» What to work on
Starting at the first line of the entries and ending at the line containing "point(124, 86)", write those lines out again, swapping "swan's head" for "swan's neck" and keeping everything else the same.

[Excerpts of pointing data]
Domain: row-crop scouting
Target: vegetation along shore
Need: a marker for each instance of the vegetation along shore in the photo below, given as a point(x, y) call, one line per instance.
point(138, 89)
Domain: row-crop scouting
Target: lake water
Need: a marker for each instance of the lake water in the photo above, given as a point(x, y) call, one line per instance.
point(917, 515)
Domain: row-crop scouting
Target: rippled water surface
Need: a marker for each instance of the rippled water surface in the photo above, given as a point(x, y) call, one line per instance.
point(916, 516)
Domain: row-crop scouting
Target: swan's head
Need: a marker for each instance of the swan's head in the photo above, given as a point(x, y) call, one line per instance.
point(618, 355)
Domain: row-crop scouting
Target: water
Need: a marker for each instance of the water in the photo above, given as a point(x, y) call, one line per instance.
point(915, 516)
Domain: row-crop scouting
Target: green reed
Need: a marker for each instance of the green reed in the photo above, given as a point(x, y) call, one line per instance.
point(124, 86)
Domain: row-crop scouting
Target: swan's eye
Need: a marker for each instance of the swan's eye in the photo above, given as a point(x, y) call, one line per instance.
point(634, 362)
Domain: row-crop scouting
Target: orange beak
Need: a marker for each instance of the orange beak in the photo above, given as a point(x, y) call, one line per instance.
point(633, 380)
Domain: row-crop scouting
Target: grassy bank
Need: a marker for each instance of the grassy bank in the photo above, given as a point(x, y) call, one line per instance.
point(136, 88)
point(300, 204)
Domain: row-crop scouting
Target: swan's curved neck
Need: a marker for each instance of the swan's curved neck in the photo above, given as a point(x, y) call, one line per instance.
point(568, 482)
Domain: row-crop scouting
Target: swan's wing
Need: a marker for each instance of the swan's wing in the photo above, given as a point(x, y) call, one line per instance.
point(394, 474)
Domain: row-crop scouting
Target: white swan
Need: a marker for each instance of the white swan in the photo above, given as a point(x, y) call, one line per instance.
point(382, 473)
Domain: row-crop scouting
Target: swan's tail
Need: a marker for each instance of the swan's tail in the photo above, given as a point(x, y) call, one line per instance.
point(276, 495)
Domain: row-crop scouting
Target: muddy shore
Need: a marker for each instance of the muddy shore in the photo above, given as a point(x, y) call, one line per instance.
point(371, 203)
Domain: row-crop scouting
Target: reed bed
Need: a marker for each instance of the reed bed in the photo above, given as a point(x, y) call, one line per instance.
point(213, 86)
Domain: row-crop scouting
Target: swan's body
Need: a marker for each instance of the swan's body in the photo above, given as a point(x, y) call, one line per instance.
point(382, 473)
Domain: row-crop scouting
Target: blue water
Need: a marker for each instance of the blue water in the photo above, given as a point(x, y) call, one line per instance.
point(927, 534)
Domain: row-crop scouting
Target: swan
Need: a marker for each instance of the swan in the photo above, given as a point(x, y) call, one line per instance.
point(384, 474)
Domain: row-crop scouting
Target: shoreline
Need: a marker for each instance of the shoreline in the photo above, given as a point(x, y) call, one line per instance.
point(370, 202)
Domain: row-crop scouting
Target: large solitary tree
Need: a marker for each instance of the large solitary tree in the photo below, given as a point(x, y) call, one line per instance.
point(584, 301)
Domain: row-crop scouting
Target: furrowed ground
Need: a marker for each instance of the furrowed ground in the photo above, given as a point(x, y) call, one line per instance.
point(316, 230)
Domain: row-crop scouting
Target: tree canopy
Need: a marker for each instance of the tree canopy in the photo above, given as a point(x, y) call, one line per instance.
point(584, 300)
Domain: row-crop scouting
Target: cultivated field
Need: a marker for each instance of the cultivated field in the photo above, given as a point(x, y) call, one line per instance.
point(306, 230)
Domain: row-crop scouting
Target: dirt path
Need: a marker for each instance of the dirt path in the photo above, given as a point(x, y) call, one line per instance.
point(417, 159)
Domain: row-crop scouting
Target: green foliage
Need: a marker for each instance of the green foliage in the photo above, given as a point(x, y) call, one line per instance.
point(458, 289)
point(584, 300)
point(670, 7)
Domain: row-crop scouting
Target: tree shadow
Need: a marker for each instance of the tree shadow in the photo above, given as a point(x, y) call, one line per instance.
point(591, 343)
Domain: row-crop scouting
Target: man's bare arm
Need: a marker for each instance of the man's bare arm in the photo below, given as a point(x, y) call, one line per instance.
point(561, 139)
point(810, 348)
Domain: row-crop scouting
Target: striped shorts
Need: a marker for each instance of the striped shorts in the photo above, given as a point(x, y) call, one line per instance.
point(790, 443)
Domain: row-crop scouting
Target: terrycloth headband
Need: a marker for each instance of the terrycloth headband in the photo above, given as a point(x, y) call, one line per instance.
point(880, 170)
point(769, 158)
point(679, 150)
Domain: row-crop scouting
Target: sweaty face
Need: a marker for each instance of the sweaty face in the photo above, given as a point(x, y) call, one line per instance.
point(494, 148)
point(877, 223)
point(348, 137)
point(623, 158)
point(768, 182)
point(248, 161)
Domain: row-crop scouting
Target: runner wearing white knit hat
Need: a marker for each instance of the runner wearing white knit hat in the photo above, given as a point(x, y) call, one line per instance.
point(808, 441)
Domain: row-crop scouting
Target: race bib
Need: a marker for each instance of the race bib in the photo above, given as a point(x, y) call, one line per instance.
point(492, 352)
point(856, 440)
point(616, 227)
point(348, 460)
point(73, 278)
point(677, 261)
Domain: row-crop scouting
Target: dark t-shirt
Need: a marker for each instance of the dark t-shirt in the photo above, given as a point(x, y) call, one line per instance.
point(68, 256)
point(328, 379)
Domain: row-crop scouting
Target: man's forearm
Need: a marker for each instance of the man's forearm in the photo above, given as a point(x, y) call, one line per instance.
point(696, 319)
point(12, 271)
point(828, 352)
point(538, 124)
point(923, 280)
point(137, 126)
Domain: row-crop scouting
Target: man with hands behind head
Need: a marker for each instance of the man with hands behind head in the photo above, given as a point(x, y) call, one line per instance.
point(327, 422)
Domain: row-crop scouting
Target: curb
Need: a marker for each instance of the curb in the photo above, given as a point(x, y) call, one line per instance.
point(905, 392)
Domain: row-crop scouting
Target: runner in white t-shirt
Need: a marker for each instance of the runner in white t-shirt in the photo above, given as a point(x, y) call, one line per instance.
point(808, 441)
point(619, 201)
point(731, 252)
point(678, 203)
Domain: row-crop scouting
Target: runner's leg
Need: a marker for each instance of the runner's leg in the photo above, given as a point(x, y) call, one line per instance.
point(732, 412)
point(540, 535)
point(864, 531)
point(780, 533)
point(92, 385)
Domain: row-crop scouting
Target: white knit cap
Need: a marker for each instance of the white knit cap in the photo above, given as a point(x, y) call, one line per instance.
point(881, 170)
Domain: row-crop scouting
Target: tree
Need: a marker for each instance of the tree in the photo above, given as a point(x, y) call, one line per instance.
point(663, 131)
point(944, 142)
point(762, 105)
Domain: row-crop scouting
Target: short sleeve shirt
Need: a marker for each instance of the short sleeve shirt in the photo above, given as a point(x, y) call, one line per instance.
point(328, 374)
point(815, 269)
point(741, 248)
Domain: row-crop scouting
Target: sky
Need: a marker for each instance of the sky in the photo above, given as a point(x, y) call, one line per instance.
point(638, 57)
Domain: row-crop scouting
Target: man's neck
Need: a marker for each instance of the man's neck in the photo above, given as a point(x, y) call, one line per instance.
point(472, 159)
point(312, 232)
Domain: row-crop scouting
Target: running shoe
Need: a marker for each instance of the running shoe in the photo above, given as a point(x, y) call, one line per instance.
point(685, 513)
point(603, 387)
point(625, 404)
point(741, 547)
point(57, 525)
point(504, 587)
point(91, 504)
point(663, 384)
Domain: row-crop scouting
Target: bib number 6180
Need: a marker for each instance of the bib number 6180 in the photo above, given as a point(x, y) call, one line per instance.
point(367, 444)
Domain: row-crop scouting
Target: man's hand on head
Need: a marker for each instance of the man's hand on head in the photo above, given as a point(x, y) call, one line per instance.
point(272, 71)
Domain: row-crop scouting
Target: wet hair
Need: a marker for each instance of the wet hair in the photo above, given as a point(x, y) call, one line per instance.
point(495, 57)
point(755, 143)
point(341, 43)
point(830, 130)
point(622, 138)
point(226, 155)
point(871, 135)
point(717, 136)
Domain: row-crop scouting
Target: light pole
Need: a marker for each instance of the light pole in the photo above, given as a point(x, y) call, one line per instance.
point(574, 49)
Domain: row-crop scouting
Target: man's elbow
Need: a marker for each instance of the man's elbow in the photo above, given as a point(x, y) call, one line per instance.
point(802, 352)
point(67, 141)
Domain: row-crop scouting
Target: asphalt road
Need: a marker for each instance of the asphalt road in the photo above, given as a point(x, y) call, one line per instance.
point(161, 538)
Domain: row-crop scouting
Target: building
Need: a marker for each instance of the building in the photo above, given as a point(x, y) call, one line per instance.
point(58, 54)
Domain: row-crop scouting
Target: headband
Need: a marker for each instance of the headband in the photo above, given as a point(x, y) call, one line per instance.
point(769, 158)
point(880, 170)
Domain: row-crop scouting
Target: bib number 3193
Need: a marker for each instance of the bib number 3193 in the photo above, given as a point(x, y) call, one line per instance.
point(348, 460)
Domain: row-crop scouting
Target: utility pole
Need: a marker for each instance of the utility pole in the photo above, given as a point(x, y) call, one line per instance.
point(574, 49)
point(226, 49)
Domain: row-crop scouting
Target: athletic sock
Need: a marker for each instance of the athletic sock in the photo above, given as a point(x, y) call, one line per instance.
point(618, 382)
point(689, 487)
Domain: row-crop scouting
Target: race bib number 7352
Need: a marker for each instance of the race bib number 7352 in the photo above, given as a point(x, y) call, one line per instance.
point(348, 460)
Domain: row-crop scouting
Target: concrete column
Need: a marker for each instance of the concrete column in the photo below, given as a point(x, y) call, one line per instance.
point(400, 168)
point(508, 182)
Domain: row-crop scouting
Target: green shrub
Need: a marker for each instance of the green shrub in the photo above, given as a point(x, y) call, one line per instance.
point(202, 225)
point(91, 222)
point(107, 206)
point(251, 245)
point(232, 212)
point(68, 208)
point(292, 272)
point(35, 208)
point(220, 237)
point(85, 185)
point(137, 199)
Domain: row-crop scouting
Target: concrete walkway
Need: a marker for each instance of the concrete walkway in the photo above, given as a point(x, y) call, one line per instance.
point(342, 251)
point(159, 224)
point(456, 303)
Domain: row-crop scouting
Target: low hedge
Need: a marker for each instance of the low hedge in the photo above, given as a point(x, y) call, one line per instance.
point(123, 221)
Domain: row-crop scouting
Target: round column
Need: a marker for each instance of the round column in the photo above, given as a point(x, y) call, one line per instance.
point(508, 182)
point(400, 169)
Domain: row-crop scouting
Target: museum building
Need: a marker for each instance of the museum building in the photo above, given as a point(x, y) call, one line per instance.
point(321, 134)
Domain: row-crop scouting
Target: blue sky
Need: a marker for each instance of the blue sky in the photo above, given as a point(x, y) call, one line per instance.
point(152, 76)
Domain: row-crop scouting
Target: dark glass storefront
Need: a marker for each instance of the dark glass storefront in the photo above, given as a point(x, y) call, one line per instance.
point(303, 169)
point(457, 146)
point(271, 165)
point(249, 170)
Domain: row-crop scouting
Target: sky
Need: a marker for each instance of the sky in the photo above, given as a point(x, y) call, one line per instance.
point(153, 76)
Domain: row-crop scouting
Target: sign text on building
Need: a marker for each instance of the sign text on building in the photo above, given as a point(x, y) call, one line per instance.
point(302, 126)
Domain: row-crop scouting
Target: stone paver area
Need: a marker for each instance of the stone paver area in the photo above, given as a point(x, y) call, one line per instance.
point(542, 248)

» Completed task
Domain: row-crop scouting
Target: vegetation along shore
Need: a marker for each instance of the vegetation along shore in the photo below, given as a point(x, y) call, one line per instance.
point(138, 89)
Domain: row-crop scouting
Target: lake water
Need: a marker for each instance of the lake water in the photo above, given as a point(x, y) call, one line per instance.
point(917, 515)
Domain: row-crop scouting
Target: rippled water surface
Need: a marker for each instance of the rippled water surface in the photo above, given as a point(x, y) call, one line per instance.
point(916, 516)
Domain: row-crop scouting
Target: swan's neck
Need: a marker for each instance of the swan's neck in the photo above, given as a point(x, y) call, one line per instance.
point(618, 355)
Domain: row-crop scouting
Target: water
Need: a marker for each instance of the water in the photo above, given as a point(x, y) call, one line per instance.
point(915, 516)
Domain: row-crop scouting
Target: green reed
Need: a marker for each instance of the green reed in the photo above, given as a point(x, y) call, one line per instance.
point(124, 86)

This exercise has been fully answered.